Tuesday, 19 November 2013

The spin and misdirection that has come to define Friars Walk

With the latest shock announcement that the City of Newport is looking to 'borrow' a breathtaking £90 million to underwrite Friars Walk, it's worth recapping on the way we, the people of Newport, have been sold - or rather, mis-sold - the retail and entertainment development.

On 19th April 2012, the South Wales Argus proudly boasted that retail giant Debenhams had confirmed that it will open a 93,000 square foot department store as a key anchor for the Friars Walk development. Debenhams has always been dangled like a carrot over the heads of the people of Newport, as if the future of every last one of us depends on the department store being able to sell us aspirational clothing and household goods.

The Argus story signed off by stating the reward for our patience:

'By 2020, it is hoped that the [Newport] regeneration programme will have created 12,000 new jobs, generated £0.8 billion of private investment, completed 3,000 new homes and created one million square feet of new office floor space.'

However, that £0.8 billion figure needs something of a revision, because we now learn that the Friars Walk development hinges on the city's ability to borrow £90 million to underwrite the venture. Of course, at no time during the history of the new development has there ever been a suggestion that the city would need to take out any such loans.
= = =
_Complete the following_
(A) How large a department store did Debenhams confirm it would open as an anchor for Friars Walk, according to the blog post on that development?
(B) Carry the blog post on Friars Walk forward from its final sentence.

_Provided data_
= = =
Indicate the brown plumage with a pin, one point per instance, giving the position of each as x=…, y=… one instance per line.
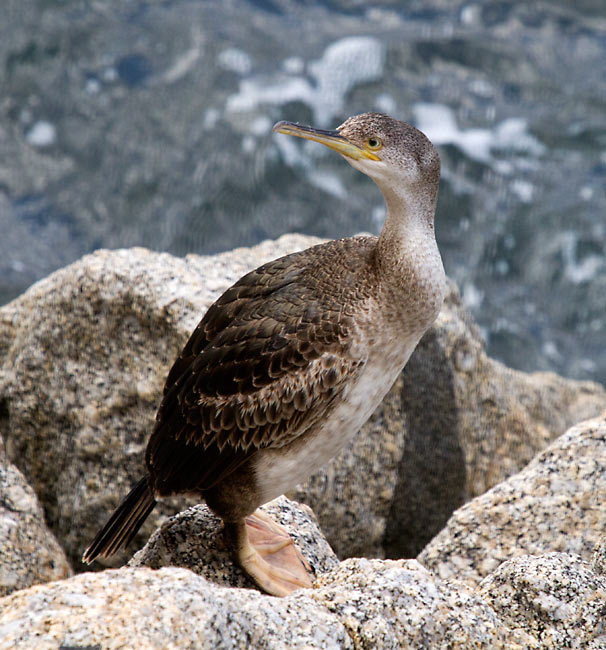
= = =
_Results by task_
(A) A 93,000 square foot department store.

(B)
We have been threatened, teased and lead to believe all sorts of nonsense to justify Friars Walk. We have been told the development and the future economic prosperity of the Newport would be jeopardised by the existence of the Chartist Mural, when the reality was it was never actually put to the developer Queenberry Real Estate. We have had the council's nodding dogs promising that the development would cost us nothing and was going to be financed by the private sector, yet here we are now facing the prospect that every economically active resident of the city will be putting their collective names to around £1042 per head to underwrite Friars Walk. And that's not including the cost to date of compulsory purchase of the businesses and buildings to make way for the development.

It's worth noting that the story linked above states 'Developer Queensberry Real Estate will demolish existing buildings in the John Frost Square area'. Well that was rubbish, because the tax payer ended up footing that particular bill.

It's all in the wording folks, and in this respect it's where Newport City Council gets it wrong time and time again. I'm sure that the people of Newport would find it easier to support Friars Walk if only they were given the facts and the real situation from the start. But we have been consistently told one one thing, only to find out that the actual situation is something completely different.

The current nonsense justification for the city going into hock to the tune of £90 million is that it will be paid back by Queensberry within a year with interest. Really? The reality is that there will undoubtedly be all sorts of caveats to the deal which will see the developer not obliged to pay back the going rate unless certain conditions are met, eg. footfall, revenue etc. Suffice to say, there is as much chance of the £90 million being paid back in the first year as there is of England winning the World Cup in Brazil. It's yet more empty spin and misdirection and nothing more.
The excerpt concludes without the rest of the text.